** Opening Task input block **

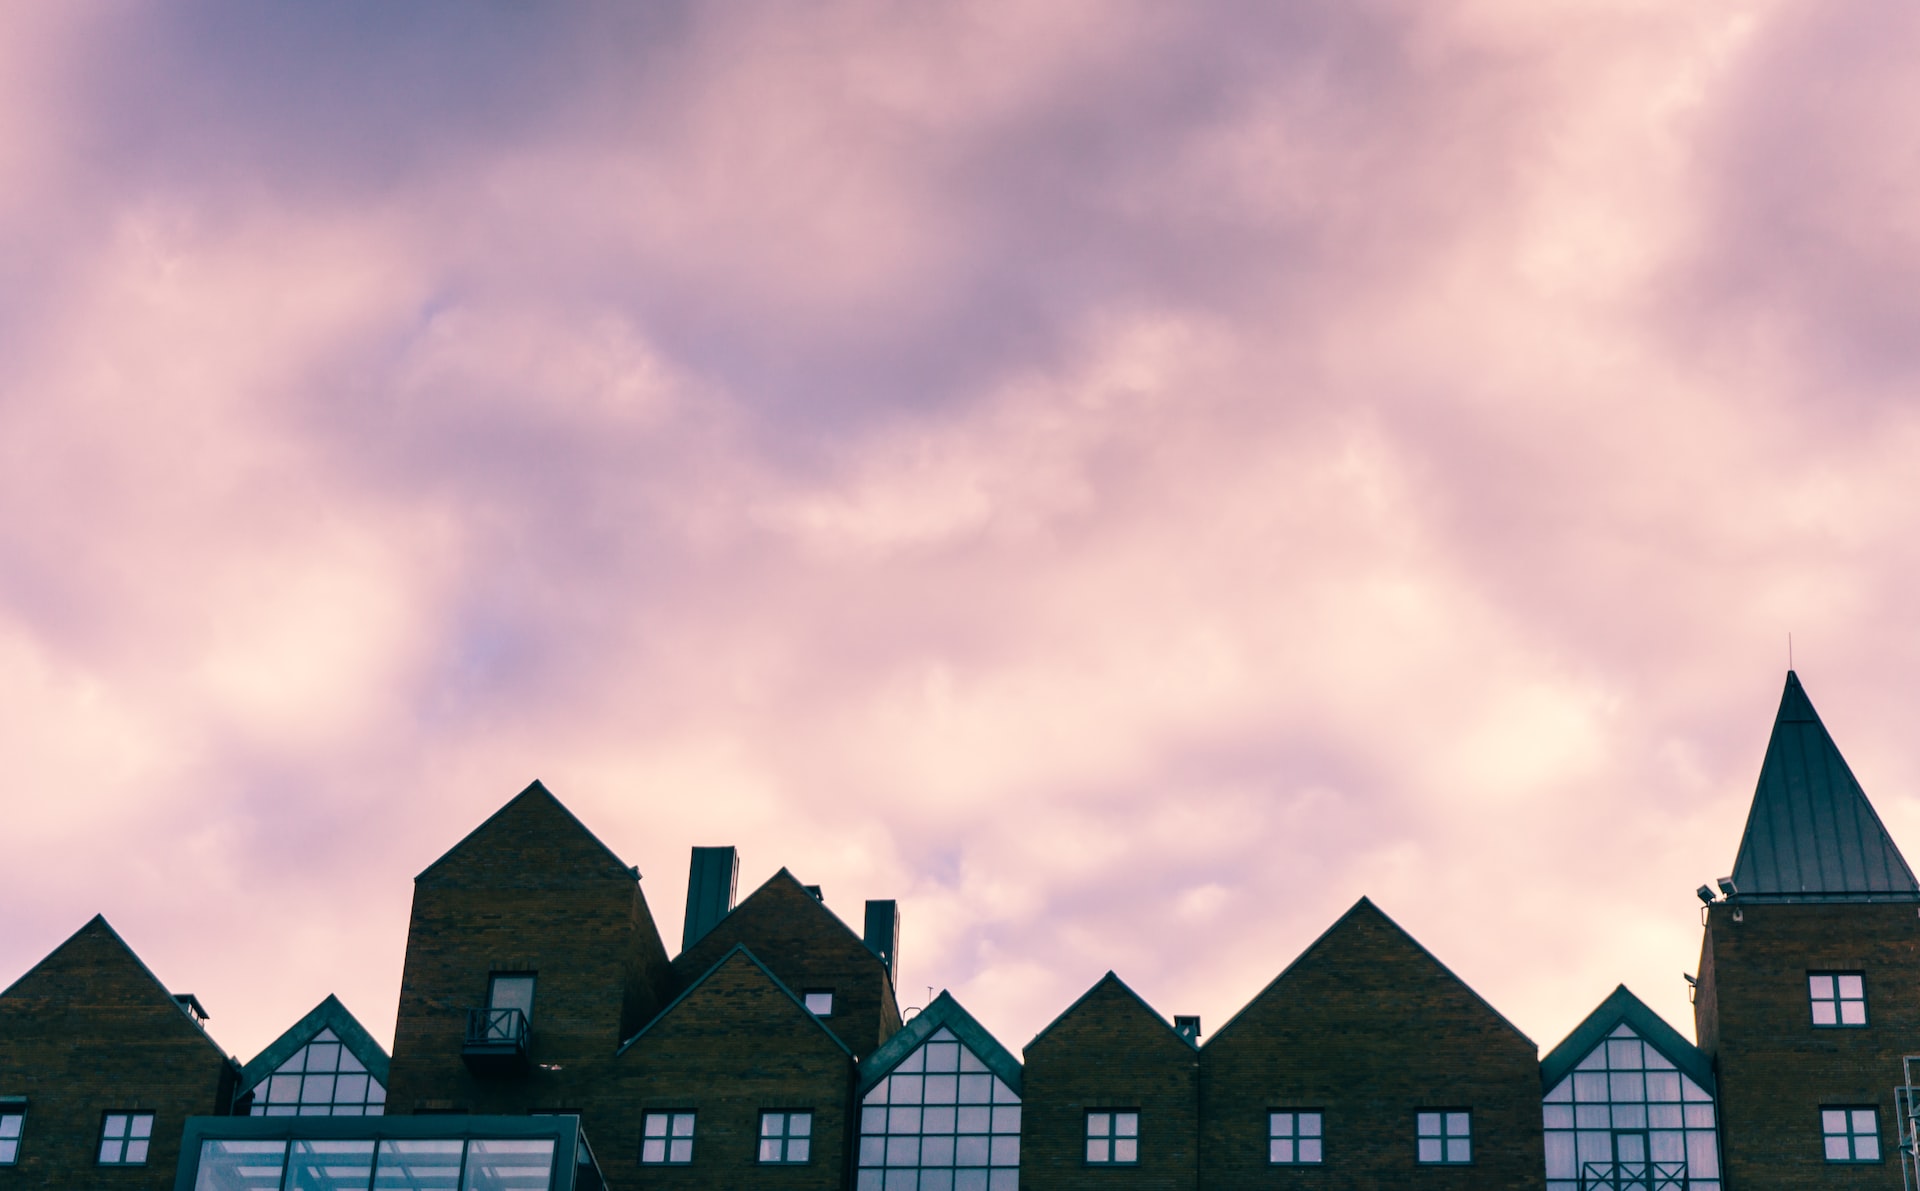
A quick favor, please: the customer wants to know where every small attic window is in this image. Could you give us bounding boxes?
[174,993,209,1026]
[804,990,834,1017]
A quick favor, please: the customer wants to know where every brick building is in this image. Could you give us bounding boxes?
[1,670,1917,1189]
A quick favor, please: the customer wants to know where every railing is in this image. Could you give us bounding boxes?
[1580,1160,1687,1190]
[462,1008,529,1073]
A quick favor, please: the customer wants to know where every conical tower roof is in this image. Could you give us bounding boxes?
[1727,672,1919,901]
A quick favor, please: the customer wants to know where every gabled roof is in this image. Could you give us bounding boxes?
[415,780,634,885]
[239,994,391,1092]
[616,944,854,1060]
[1728,672,1920,901]
[1540,985,1713,1096]
[674,867,875,966]
[1024,971,1194,1053]
[1205,897,1534,1051]
[0,915,234,1065]
[858,991,1022,1097]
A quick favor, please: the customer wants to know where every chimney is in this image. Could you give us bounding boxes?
[1174,1015,1201,1044]
[864,900,900,983]
[682,846,738,951]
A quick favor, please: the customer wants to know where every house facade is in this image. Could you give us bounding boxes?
[0,671,1915,1189]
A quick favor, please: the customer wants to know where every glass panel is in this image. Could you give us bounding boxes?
[1838,975,1864,999]
[463,1139,554,1191]
[488,976,536,1023]
[374,1139,463,1191]
[287,1139,375,1191]
[1809,974,1835,998]
[1841,1000,1867,1025]
[195,1139,288,1191]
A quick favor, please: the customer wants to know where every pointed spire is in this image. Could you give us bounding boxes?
[1728,672,1920,900]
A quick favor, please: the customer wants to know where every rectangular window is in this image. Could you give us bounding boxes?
[0,1111,20,1164]
[1085,1111,1139,1164]
[1269,1111,1323,1164]
[641,1111,695,1164]
[1417,1110,1471,1164]
[98,1112,153,1165]
[1810,972,1867,1027]
[488,973,536,1023]
[759,1111,812,1164]
[804,990,835,1016]
[1822,1107,1881,1162]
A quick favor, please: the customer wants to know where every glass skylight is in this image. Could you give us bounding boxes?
[857,1027,1020,1191]
[250,1029,387,1117]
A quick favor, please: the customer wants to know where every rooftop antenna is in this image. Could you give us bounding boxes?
[1789,632,1795,671]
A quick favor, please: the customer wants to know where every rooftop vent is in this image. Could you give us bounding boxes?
[804,884,824,901]
[682,846,739,951]
[1174,1015,1201,1044]
[173,993,210,1026]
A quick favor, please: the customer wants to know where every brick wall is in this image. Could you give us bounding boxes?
[0,917,236,1190]
[1199,898,1543,1190]
[1020,972,1199,1191]
[1697,899,1920,1189]
[605,948,854,1191]
[674,871,900,1060]
[385,781,676,1152]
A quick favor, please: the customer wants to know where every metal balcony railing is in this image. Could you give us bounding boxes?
[462,1007,529,1074]
[1580,1160,1688,1190]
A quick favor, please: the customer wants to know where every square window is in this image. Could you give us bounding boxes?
[0,1111,21,1165]
[1269,1110,1323,1164]
[640,1111,695,1164]
[1810,972,1867,1027]
[759,1111,813,1164]
[1822,1106,1881,1162]
[98,1112,153,1165]
[1085,1110,1139,1164]
[804,990,835,1017]
[1417,1110,1471,1164]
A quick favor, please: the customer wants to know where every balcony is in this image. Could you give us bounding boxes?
[1580,1160,1688,1190]
[462,1007,530,1075]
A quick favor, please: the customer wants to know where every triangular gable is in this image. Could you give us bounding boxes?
[1729,671,1920,900]
[0,915,232,1064]
[1540,985,1713,1096]
[858,991,1022,1096]
[1206,897,1534,1051]
[673,868,879,968]
[1024,971,1193,1053]
[415,780,633,886]
[615,944,854,1059]
[239,994,391,1091]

** Closing Task input block **

Task brief
Nothing may be altered when you restate the records, but every picture must be dropped.

Reply to the task
A quick favor, please: the customer wants to know where every small attic window is in this image. Could you give us bounding boxes?
[174,993,209,1026]
[804,990,834,1017]
A quick favor, please: the customer wants to know where every brick building is in this image. Could you give us bounding boxes?
[1,670,1917,1189]
A quick favor, please: the customer wants to know where every railing is in this image. Could you give us bounding boxes?
[1580,1160,1687,1190]
[462,1008,529,1073]
A quick favor, please: the customer wants to know where every conical tower roof is in this image. Could you give us bounding boxes?
[1727,672,1919,901]
A quick favor, please: the customer wants to know where every gabled roof is in this image. Could you give us bounding boxes?
[415,780,634,885]
[239,994,391,1092]
[616,944,854,1060]
[1728,672,1920,901]
[1540,985,1713,1096]
[674,867,875,966]
[1024,971,1194,1053]
[1205,897,1534,1051]
[0,915,234,1065]
[858,991,1022,1097]
A quick favor, please: the customer wants to know where every chimney is in this image. Could you give us bounding boxes?
[1174,1015,1201,1044]
[864,900,900,983]
[682,846,738,951]
A quick favor, please: the customer wants to know where every house facade is in this image. Could you give us bounding boxes?
[0,671,1915,1189]
A quick favor, please: the customer wants to know where every glass panel is in this image. Could you give us bounding boxes?
[1838,975,1864,999]
[463,1139,554,1191]
[488,976,536,1023]
[374,1139,463,1191]
[287,1139,375,1191]
[1809,974,1835,998]
[1841,1000,1867,1025]
[195,1139,288,1191]
A quick favor, please: the customer wants to know where every pointed spire is in this image. Could you give us bounding boxes?
[1728,672,1920,900]
A quick favor, please: the customer wants to know where every rectangular window is in this image. Could you give us bounding boxes?
[0,1111,20,1164]
[1085,1111,1139,1164]
[1269,1111,1323,1164]
[641,1111,695,1164]
[1417,1110,1471,1164]
[98,1112,153,1165]
[1810,972,1867,1027]
[488,973,536,1023]
[759,1111,812,1164]
[804,990,835,1016]
[1822,1107,1881,1162]
A quick favor, please: the customer wants to know where every glass skylight is in this image. Could you give us bounding boxes?
[857,1027,1020,1191]
[250,1029,387,1117]
A quick favor, please: the customer wants to know where every rooftop antenna is in this image. Could you give us bounding boxes?
[1789,632,1795,671]
A quick favor, please: the customer wants to know where every rooftop vent is in this image. Could you give us bounding boxes?
[804,884,824,901]
[682,846,739,951]
[1174,1015,1201,1044]
[173,993,210,1026]
A quick favor, please: the customer wants to know where every brick wall is in this image. Could you give us bounding boxes?
[0,917,236,1190]
[1199,898,1543,1190]
[1020,972,1199,1191]
[1697,899,1920,1189]
[605,948,854,1191]
[674,871,900,1060]
[385,781,676,1152]
A quick favor, please: the customer wants to know where every metal balcony railing is in this image. Could you give us bounding boxes?
[462,1007,529,1074]
[1580,1160,1688,1190]
A quick favor, please: the customer wants to know where every square window is in this image. Could you give us bounding boxes?
[0,1111,21,1165]
[1269,1110,1323,1164]
[640,1111,695,1164]
[1810,972,1867,1027]
[759,1111,813,1164]
[1822,1106,1881,1162]
[98,1112,153,1165]
[1085,1110,1139,1164]
[804,990,835,1017]
[1417,1110,1471,1164]
A quick favor, please: the customer wants to know where every balcony is in this image. Could you give us bounding boxes?
[1580,1160,1688,1190]
[462,1007,530,1075]
A quick favor, please: the customer wants to know where every triangular gable is in this image. Could you give us bounding boxes?
[1729,671,1920,900]
[0,915,232,1064]
[1540,985,1713,1096]
[858,991,1022,1096]
[1206,897,1534,1051]
[673,868,879,968]
[1024,971,1193,1053]
[415,780,633,886]
[615,944,854,1059]
[239,994,391,1091]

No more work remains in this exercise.